REQUEST → From the line containing "Locate the woman" down to the last line of the material, return those lines verbatim and only those.

INPUT DATA →
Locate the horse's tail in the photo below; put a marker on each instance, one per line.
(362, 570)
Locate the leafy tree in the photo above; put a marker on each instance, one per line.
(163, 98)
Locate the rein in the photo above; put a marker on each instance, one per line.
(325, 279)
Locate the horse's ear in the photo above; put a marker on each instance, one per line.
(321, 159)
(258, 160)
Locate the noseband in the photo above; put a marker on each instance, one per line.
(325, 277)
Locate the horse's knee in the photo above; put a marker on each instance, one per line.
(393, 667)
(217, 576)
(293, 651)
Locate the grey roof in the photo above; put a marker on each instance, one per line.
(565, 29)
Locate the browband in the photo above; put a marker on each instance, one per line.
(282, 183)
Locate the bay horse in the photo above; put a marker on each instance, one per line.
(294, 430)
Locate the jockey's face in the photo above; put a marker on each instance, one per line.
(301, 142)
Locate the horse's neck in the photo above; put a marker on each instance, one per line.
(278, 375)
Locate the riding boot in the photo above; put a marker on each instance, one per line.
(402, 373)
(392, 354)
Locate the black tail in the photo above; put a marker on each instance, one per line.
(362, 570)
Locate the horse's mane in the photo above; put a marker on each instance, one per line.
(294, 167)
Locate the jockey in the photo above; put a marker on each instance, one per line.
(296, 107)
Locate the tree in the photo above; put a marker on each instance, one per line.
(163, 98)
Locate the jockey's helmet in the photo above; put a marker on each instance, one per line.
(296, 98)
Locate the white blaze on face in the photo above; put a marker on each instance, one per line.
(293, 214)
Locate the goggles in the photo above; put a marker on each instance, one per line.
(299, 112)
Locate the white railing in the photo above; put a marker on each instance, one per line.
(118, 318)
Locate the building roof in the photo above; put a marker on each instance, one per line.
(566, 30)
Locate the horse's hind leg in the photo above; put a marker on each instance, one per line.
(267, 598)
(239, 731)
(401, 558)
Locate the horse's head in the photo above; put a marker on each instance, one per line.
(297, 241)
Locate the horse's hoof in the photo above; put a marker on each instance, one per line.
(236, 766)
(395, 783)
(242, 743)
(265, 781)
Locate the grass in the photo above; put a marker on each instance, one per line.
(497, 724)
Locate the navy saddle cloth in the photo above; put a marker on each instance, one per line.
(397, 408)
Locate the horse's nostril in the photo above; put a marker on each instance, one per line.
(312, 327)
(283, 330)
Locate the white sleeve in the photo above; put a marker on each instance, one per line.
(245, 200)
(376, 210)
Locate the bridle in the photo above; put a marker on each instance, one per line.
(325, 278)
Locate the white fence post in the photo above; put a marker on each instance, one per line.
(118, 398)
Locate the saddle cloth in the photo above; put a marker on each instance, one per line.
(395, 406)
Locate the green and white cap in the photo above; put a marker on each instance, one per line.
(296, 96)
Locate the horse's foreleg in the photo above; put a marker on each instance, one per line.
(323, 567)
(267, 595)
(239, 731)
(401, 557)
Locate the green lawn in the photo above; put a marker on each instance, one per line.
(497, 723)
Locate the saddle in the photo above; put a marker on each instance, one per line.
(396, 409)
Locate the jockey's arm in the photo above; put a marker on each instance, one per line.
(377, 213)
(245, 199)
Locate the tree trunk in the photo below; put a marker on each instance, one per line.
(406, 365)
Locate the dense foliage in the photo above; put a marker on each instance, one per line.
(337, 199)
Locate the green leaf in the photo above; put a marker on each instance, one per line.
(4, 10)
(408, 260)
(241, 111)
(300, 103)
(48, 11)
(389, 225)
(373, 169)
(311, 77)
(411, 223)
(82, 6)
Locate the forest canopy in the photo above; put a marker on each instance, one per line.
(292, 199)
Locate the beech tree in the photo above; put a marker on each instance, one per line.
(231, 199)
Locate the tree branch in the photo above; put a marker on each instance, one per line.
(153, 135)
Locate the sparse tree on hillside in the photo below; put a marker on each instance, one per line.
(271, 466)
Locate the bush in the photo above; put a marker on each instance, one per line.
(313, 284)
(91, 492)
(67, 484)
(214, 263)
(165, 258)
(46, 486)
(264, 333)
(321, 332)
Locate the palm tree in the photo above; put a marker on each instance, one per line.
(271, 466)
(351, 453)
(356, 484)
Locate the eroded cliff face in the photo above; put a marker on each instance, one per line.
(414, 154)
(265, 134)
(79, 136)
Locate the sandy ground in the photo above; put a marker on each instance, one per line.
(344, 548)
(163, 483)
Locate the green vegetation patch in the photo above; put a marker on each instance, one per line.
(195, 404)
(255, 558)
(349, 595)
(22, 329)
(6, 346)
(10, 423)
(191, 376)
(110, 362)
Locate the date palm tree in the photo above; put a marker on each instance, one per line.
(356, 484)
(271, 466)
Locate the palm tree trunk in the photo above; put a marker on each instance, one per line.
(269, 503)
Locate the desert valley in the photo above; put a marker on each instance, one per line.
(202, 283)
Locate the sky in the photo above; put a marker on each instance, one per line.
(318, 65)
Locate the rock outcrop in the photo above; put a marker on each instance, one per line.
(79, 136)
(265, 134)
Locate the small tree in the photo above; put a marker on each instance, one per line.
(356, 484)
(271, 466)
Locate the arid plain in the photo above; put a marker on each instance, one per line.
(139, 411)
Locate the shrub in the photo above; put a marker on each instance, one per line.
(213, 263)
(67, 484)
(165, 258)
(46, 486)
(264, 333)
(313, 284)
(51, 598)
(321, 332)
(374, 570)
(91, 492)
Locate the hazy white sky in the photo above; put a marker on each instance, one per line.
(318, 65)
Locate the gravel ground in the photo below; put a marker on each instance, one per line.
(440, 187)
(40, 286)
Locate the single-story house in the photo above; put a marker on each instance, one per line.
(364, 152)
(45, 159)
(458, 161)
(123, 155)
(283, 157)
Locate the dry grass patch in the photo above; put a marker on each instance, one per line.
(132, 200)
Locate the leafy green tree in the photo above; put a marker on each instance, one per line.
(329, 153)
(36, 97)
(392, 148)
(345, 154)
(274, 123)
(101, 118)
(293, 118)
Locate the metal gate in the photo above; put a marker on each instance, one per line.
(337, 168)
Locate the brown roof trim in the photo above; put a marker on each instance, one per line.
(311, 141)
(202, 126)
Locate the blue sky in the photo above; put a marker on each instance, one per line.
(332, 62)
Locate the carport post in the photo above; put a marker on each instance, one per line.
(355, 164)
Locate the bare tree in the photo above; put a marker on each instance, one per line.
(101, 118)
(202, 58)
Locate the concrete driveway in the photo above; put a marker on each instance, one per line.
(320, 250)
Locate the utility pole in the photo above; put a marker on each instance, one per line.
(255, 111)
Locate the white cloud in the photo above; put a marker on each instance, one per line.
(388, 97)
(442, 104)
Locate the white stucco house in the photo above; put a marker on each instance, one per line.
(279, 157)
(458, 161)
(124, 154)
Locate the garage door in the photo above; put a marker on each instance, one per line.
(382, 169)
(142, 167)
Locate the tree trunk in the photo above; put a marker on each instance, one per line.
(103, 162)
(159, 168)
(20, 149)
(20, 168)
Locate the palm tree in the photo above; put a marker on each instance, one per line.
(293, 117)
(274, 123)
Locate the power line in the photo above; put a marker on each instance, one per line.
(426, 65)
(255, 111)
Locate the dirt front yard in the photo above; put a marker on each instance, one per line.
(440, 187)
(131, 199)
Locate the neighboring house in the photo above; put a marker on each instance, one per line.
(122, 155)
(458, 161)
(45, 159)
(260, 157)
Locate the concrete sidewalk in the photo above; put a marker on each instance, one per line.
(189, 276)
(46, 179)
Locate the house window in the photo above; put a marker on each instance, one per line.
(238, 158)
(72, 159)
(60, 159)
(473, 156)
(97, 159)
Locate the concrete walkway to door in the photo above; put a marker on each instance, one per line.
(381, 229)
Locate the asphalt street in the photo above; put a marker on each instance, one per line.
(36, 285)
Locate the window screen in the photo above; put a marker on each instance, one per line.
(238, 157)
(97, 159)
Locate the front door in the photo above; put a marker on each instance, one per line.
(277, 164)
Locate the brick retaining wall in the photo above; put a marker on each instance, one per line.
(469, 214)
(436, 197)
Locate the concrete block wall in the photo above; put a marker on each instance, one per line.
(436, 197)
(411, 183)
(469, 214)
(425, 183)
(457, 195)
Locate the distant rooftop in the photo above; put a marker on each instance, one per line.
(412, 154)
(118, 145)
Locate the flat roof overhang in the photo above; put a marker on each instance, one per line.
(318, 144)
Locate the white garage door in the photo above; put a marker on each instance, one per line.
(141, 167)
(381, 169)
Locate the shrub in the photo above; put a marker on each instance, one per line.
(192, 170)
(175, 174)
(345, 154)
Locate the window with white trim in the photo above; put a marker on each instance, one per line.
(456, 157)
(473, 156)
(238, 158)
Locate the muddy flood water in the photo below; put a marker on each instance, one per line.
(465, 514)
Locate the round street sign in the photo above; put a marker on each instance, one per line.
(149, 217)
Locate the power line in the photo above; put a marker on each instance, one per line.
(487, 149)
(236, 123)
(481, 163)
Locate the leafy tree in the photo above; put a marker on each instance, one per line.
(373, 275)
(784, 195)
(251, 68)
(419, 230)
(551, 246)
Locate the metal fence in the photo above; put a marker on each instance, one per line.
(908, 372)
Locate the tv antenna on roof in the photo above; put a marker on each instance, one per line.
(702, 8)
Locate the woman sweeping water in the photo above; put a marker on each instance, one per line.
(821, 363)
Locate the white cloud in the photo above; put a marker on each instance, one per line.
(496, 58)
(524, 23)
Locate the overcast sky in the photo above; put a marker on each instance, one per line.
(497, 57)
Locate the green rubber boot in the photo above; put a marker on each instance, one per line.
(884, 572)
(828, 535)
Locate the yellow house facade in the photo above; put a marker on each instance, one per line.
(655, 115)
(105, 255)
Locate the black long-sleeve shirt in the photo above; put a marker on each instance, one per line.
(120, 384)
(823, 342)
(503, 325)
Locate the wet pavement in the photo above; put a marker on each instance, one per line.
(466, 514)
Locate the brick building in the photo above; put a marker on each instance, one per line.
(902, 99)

THE OUTPUT →
Locate the woman sweeping water in the photo above; put a marker on each instance, one per line.
(821, 363)
Locate the white cloud in the photo above; put a marker on each instance, one per line.
(496, 58)
(524, 23)
Locate the overcast sky in the photo above; put a marker on each instance, one per line.
(497, 57)
Locate the green rubber boot in the photo above; put a marker on each instance, one per line.
(884, 572)
(828, 535)
Locate the yellow house facade in the photo above; put a marker on each instance, one per line.
(655, 115)
(105, 255)
Locate the black long-sleeve shirt in the photo above; put a marker on each instance, one per line.
(120, 384)
(823, 342)
(503, 325)
Locate the wet pavement in the photo above; put a marker on each instance, one per line.
(466, 514)
Locate the brick building in the photo above; put a marker on each instance, one per line.
(902, 99)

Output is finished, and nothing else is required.